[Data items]
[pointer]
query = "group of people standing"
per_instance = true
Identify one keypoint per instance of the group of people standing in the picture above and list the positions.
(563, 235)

### Task to complete
Could all of the entries be retyped word for word?

### Response area
[pointer]
query = "group of people standing"
per_instance = true
Identify one keypoint per instance of the group of people standing in the picture above and list the positions.
(563, 235)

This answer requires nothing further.